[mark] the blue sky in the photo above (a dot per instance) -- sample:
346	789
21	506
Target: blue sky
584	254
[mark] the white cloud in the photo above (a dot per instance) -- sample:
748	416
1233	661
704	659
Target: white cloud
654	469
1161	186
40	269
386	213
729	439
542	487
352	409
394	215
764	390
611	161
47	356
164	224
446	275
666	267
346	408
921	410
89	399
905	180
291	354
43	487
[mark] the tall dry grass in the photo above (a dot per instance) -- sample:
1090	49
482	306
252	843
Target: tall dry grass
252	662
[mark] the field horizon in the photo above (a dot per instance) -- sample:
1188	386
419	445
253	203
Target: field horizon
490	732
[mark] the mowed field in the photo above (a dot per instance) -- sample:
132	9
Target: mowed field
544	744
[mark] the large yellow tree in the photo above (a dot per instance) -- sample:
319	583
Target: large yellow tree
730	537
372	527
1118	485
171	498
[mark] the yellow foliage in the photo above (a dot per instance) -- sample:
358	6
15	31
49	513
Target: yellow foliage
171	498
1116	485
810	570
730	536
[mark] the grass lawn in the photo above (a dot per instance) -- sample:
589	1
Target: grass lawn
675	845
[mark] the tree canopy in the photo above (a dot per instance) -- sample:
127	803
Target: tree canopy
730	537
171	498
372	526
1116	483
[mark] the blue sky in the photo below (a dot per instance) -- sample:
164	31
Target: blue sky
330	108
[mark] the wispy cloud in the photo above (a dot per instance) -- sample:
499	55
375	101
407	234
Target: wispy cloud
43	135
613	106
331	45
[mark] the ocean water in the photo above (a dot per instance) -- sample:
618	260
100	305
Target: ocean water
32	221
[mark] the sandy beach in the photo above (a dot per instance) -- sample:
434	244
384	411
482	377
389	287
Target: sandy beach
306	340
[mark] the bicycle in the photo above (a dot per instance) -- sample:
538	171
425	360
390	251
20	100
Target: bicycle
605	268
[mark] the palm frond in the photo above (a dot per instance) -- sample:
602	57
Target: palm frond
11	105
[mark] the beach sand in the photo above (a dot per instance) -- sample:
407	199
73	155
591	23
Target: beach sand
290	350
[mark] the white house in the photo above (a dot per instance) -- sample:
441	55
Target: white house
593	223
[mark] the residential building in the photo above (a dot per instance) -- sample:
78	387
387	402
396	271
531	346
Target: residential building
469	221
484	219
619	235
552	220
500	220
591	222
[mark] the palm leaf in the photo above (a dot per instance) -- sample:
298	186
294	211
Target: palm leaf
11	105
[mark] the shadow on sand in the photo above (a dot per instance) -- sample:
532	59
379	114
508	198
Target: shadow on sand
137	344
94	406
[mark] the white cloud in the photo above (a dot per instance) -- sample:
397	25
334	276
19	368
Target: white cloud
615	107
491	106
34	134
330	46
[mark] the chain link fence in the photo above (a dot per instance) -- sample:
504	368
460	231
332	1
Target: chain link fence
========================
## Task item
Copy down each line in the entries that has the word "link".

## Written solution
[mark] the chain link fence in the photo above (a dot per instance) -- sample:
Target: chain link fence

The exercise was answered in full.